Parallelization of Optimization Procedure For Network Fitting

Description of problem

Hi everyone,

In a follow up to my question regarding fitting network models to exhibit realistic spontaneous mean firing rates, I tried to implement an optimization loop similar to what @mstimberg proposed in my other post, using the differential evolution algorithm in scipy. The code runs well for the case when the ‘workers’ parameter is set to 1, so that it only uses 1 core. However, this results in very long computation times for any optimization procedure and I would like to increase the number of workers utilized by the differential_evolution function. I tried to increase the number of workers (setting it to 3, 5 and -1) and the code starts running and I see the prints corresponding to each core. So, for example if I set the workers=3, essentially I see what I’m printing for a single run x 3, hence I can see that the optimization function is working. However, after some time, the process really slows down and stops running. (I believe) This is because I have not managed to implement a correct parallelization process in Brian2.

Minimal code to reproduce problem

My script is part of a larger repository and it uses another script to construct the network , as well as various files for the neuron models I’m using. Essentially, the network represents a 17-population cortical patch, with recurrent connections between populations, as well as connections from background Poisson Groups with a particular firing rate (17 background rates). Each of these Poisson Groups targets a particular population with a certain synaptic weight, which I am trying to fit in order to obtain experimentally relevant spontaneous mean firing rates across the 17 populations.

I cannot post all my code, so it will not be enough to reproduce the problem, but I believe it illustrates the problem I am trying to solve. In essence, I have to be able to make the optimization loop work across multiple cores so that I can run the procedure faster (and also to be able to run it on a cluster). There are some irrelevant lines of code for this context, but please let me know if I can provide any additional details.

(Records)

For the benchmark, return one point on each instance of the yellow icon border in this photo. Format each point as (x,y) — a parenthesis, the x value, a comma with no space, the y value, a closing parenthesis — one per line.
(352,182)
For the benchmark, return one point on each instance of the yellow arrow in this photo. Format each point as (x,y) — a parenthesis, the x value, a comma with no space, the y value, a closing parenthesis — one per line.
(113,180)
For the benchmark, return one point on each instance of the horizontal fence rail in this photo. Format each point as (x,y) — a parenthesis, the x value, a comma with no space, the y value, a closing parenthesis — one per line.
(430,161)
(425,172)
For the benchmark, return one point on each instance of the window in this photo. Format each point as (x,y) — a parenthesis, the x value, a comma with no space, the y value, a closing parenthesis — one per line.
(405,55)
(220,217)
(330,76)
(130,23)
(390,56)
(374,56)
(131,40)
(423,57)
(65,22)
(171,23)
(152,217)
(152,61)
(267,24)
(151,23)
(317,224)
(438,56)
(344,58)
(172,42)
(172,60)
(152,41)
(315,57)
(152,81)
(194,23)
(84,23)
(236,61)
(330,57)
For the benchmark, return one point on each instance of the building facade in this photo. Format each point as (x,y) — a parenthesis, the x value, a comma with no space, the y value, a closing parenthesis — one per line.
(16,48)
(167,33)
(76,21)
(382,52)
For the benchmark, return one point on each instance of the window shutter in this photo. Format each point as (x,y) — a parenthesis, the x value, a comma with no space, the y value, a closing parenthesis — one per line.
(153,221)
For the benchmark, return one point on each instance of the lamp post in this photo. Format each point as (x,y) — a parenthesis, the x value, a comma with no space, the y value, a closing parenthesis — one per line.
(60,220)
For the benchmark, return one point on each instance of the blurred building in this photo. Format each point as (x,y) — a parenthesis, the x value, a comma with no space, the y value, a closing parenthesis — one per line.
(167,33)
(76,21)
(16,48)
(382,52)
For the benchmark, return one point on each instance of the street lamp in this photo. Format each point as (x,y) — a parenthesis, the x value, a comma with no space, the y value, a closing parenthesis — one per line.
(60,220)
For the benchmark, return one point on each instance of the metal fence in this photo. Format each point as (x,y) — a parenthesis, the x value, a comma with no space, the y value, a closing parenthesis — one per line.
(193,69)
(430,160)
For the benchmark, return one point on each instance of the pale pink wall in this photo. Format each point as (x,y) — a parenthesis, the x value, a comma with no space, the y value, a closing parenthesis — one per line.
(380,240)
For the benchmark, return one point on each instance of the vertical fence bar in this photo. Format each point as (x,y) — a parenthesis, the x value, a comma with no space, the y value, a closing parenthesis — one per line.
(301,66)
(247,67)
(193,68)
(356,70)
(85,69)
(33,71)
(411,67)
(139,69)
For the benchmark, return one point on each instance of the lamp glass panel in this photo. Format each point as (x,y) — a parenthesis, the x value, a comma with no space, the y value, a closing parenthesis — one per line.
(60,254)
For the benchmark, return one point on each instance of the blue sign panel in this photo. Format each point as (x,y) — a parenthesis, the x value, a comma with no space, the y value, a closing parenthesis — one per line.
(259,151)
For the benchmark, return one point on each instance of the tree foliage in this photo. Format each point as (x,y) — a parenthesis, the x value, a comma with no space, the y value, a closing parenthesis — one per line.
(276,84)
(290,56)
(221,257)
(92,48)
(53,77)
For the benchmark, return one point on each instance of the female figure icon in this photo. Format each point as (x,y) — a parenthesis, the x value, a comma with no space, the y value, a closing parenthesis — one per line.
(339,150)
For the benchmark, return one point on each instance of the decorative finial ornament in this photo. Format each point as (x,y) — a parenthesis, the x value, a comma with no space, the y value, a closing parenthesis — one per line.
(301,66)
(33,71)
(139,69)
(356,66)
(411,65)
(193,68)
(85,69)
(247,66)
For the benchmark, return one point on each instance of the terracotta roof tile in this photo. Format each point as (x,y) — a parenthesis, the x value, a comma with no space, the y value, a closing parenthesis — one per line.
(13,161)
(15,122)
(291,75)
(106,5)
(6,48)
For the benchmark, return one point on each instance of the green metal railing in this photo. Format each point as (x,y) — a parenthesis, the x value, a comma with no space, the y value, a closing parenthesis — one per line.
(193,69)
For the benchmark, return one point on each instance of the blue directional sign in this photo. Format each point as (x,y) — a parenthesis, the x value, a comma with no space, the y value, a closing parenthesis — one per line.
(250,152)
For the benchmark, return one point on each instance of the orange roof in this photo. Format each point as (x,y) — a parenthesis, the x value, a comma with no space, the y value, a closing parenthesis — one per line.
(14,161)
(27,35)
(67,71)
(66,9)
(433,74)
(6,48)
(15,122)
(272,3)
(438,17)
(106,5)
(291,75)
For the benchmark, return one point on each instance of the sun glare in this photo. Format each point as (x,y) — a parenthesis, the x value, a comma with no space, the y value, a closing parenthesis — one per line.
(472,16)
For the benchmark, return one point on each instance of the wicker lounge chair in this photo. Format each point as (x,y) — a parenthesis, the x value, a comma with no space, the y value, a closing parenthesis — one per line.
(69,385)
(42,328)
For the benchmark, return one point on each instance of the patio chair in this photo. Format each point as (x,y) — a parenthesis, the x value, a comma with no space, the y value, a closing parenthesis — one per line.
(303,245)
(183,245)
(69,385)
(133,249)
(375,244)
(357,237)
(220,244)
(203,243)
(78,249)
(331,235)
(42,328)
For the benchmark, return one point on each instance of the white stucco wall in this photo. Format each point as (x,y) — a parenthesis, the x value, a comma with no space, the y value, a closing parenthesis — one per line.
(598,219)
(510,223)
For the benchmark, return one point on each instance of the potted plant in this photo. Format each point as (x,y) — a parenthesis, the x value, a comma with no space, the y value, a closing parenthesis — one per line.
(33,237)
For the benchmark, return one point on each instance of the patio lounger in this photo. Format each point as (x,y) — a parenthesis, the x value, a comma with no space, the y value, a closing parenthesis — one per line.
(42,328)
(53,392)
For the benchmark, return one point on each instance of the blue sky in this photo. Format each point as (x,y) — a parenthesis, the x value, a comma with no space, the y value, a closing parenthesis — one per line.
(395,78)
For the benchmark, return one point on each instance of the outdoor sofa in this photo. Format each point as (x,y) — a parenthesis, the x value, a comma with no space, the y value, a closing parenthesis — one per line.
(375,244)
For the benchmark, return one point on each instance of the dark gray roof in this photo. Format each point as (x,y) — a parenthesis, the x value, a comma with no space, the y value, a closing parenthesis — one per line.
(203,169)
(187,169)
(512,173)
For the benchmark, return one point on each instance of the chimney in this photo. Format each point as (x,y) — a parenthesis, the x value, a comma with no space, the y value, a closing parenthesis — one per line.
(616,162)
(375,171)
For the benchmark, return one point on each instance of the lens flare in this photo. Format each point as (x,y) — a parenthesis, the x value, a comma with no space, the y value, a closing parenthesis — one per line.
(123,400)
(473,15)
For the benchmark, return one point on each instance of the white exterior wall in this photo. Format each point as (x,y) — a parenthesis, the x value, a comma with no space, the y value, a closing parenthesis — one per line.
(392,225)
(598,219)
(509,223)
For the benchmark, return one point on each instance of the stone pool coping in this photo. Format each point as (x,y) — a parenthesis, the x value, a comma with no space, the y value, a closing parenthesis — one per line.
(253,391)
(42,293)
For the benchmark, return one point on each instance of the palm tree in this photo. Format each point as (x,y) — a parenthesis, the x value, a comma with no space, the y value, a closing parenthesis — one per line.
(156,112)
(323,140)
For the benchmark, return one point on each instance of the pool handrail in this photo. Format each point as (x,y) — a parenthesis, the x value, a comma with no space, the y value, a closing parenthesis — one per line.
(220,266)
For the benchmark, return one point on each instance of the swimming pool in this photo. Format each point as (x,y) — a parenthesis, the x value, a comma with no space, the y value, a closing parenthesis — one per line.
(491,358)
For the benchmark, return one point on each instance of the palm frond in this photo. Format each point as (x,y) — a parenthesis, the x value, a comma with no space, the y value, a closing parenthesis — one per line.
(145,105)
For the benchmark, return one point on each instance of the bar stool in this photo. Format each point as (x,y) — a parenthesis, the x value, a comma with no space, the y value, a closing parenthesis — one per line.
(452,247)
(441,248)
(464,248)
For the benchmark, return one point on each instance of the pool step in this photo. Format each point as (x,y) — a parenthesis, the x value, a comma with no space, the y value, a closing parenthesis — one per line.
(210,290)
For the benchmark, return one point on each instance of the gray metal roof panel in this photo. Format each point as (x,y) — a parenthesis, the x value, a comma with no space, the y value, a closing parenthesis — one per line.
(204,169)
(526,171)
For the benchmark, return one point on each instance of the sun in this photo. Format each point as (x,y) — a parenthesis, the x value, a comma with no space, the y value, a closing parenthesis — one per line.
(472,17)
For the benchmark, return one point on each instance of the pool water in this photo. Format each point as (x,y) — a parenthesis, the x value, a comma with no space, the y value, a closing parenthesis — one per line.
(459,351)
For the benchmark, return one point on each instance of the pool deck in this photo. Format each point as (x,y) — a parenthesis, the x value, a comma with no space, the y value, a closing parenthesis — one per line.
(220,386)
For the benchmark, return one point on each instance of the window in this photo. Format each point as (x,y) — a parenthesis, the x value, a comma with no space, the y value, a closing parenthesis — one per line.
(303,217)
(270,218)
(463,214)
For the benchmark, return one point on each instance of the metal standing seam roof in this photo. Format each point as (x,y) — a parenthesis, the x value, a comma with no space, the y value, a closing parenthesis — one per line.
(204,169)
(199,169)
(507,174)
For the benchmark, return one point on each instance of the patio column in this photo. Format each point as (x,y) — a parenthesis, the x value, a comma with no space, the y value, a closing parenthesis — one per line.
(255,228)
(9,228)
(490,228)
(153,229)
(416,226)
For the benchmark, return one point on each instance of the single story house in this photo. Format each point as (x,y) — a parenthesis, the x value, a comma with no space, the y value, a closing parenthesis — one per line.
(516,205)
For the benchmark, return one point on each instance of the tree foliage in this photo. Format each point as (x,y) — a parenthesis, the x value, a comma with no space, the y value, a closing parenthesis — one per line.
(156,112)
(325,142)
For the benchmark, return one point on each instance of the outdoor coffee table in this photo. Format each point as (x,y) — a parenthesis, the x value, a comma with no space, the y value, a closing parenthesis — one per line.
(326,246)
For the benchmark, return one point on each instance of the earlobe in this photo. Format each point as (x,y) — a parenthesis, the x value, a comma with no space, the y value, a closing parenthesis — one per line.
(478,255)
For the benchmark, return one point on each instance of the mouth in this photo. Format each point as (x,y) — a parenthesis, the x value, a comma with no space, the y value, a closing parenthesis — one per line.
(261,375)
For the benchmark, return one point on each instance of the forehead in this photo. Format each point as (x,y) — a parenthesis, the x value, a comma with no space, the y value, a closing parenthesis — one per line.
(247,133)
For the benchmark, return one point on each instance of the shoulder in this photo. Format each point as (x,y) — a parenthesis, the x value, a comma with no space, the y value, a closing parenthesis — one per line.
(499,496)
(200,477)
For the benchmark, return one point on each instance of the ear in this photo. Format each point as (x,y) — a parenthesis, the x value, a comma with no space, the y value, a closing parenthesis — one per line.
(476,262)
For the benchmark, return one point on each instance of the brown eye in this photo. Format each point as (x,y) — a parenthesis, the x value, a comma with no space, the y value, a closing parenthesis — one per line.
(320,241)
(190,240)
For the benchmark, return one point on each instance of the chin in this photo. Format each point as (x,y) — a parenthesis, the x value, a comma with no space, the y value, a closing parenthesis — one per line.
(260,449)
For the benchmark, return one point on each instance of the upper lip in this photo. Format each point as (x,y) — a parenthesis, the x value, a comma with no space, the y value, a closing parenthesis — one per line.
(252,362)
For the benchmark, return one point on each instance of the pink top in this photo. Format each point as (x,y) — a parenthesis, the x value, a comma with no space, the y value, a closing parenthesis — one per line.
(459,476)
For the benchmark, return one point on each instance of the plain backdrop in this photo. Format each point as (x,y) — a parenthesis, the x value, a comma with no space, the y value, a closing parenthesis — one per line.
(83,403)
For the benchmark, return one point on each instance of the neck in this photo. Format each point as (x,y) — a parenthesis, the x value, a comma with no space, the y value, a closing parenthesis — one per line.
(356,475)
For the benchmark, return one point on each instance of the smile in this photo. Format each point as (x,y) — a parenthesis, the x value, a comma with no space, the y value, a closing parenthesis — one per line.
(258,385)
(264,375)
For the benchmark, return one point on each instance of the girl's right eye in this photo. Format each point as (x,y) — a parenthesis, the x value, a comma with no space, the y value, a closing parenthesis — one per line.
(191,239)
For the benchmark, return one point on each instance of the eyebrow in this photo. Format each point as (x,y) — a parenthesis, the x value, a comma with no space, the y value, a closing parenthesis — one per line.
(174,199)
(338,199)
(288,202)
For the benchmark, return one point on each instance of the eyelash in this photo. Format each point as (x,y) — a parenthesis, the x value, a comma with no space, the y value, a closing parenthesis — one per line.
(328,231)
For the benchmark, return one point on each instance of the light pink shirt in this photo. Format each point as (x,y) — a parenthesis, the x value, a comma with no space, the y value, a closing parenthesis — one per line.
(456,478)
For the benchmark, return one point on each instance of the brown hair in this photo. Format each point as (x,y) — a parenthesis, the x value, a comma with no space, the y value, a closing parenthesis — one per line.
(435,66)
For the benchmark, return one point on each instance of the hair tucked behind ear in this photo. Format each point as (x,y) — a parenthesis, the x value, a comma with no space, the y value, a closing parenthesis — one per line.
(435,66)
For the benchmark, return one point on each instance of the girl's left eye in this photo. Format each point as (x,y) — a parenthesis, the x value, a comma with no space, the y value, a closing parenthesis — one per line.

▸ Your task
Turn the paragraph of the post that begins "My script is part of a larger repository" into a short bulleted list that keeps its main facts. The records stand apart from the post and are not part of it.

▸ Response to the exercise
- The script is part of a larger repository. It uses another script to build the network and several files for the neuron models.
- The network represents a cortical patch made of 17 populations.
- The populations are recurrently connected to one another.
- Background Poisson Groups, with 17 background firing rates, also connect to the network.
- Each Poisson Group targets one population with a certain synaptic weight.
- Those weights are being fitted to get experimentally relevant spontaneous mean firing rates across the 17 populations.